→ Textauszug
········
Zuletzt saß er in einem sibirischen Gulag ein. Aber unterkriegen ließ er sich nicht, grüßte immer wieder seine Freunde und politischen Weggefährten von der von ihm gegründeten Menschenrechtskommission. "Mir geht es gut. Ich bin heilfroh, dass ich endlich angekommen bin", so ließ er nach seinem Wiederauftauchen zuletzt noch aus dem sibirischen Gefängnis wissen.

Wer war Nawalny?

Die Geschichte, die der Film von Igor Sadreev (Regie) und Aleksandr Urzhanov erzählt, ist nicht neu. Vieles von dem, was hier gezeigt wird, glaubte man bereits zu wissen. Und wenn der Synchronsprecher gleich zu Beginn sagt: "Wer ist Nawalny? – Diese Frage bleibt offen", dann war das berechtigt. Wie will man begreifen, dass einer, nachdem er nach einem 2020 erfolgten Giftanschlag aus dem Koma erwacht ist und von den Ärzten in Berlin gerettet wurde, zurückkehrt nach Moskau, um sich dort gleich wieder gefangen nehmen zu lassen? Einer, der behauptete: "Der treueste Anhänger unserer Arbeit, der mich auch vergiften ließ, ist Wladimir Putin."

Persönliche Interviews mit Nawalny sucht man in diesem Porträt vergebens, es ist eine Ansammlung von informativen Mitschnitten anderer, von Statements und Videos. Nawalny entdeckte für sich und seine Oppositionspolitik die sozialen Medien, er hatte stets Millionen von Followern, sein Aufstieg als Oppositioneller war unmittelbar damit verbunden. Am eindrucksvollsten ist "Becoming Nawalny" denn auch immer dort, wo der Film mitten hineingeht in die Szenerie der Oppositionellen, in die Clubs des Beginns, als bestellte Hooligans die Versammlungen der Menschenrechtler stören und Nawalny gar mit Schüssen aus einer Schreckschusspistole antworten muss. Auch dann, wenn ihn immer wieder die Polizisten abführen und ihm dabei fast "die Knochen brechen", wie er stöhnt, ist die zumindest die Handykamera hautnah dabei.
········
→ Ausgelesene Einträge
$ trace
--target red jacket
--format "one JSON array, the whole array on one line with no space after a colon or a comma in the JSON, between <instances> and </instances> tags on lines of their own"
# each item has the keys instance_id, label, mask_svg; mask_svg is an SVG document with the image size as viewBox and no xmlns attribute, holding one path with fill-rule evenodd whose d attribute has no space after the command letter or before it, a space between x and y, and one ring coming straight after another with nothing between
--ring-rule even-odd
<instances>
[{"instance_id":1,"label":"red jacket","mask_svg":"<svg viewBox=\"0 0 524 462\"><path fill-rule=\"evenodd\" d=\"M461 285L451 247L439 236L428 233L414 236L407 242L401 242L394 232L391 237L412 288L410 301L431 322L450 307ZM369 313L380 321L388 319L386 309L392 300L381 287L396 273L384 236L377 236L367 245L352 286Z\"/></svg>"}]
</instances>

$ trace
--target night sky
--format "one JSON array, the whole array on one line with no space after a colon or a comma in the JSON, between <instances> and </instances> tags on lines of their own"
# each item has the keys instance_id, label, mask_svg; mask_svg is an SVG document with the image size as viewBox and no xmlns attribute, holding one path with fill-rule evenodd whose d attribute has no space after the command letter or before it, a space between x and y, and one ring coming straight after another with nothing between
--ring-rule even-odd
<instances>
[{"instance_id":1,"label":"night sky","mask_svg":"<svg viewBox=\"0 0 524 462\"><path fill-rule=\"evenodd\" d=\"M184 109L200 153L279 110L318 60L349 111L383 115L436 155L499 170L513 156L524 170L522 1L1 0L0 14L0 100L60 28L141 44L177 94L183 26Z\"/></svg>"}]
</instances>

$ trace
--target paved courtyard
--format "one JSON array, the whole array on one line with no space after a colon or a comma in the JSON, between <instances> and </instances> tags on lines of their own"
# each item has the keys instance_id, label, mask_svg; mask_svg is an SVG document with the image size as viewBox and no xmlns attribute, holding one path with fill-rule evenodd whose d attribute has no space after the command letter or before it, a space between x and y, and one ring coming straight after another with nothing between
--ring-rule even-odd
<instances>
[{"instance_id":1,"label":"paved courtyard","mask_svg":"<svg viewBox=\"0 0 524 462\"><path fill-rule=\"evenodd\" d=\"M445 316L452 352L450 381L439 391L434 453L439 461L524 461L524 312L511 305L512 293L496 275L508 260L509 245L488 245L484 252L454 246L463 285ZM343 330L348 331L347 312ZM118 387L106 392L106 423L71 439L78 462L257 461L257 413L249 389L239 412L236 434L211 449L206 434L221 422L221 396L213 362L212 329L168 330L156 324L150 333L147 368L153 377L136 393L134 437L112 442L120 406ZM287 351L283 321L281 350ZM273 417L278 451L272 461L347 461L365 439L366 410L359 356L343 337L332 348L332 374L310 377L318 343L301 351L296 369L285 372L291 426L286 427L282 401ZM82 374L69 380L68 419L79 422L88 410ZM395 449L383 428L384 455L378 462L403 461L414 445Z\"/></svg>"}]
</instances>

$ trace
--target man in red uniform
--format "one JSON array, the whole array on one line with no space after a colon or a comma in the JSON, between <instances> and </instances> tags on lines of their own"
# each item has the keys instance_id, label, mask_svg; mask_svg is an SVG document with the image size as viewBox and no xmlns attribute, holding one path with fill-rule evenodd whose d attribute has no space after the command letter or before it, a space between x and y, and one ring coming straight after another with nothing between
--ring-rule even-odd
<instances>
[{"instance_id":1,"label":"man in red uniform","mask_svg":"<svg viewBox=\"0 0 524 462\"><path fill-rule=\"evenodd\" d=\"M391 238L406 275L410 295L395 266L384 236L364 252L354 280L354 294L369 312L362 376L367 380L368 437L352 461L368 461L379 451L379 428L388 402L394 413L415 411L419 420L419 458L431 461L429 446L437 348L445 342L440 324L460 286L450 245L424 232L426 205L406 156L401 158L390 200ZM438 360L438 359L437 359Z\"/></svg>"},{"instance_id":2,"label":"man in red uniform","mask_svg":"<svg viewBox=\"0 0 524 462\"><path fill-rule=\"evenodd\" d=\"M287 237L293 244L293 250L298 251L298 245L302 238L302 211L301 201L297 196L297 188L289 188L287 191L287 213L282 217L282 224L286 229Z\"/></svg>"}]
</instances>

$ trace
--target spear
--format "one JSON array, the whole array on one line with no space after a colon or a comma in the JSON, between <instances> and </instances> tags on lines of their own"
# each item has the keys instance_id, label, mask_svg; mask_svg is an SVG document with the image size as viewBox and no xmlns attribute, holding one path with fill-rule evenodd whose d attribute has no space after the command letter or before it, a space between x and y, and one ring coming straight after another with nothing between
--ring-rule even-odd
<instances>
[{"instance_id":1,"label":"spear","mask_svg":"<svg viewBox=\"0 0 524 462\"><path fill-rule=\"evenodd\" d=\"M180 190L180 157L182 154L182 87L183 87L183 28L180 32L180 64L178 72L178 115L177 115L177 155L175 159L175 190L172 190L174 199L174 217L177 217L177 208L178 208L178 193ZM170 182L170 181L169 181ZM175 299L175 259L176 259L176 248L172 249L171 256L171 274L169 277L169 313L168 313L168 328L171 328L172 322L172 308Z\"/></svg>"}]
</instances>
········
→ Deine Aufgaben
1 – Wer hat laut der Filmbesprechung bei dem Film Regie geführt?
2 – Schreib den Teil der Filmbesprechung ab, der mit „Persönliche Interviews mit“ anfängt und mit „Handykamera hautnah dabei.“ aufhört, und tausch dabei „Handykamera“ gegen „Videokamera“ aus.
Die Einträge stammen aus einer anderen Quelle als der Text.

→ Die Lösungen
1 – Igor Sadreev

2 –
Persönliche Interviews mit Nawalny sucht man in diesem Porträt vergebens, es ist eine Ansammlung von informativen Mitschnitten anderer, von Statements und Videos. Nawalny entdeckte für sich und seine Oppositionspolitik die sozialen Medien, er hatte stets Millionen von Followern, sein Aufstieg als Oppositioneller war unmittelbar damit verbunden. Am eindrucksvollsten ist "Becoming Nawalny" denn auch immer dort, wo der Film mitten hineingeht in die Szenerie der Oppositionellen, in die Clubs des Beginns, als bestellte Hooligans die Versammlungen der Menschenrechtler stören und Nawalny gar mit Schüssen aus einer Schreckschusspistole antworten muss. Auch dann, wenn ihn immer wieder die Polizisten abführen und ihm dabei fast "die Knochen brechen", wie er stöhnt, ist die zumindest die Videokamera hautnah dabei.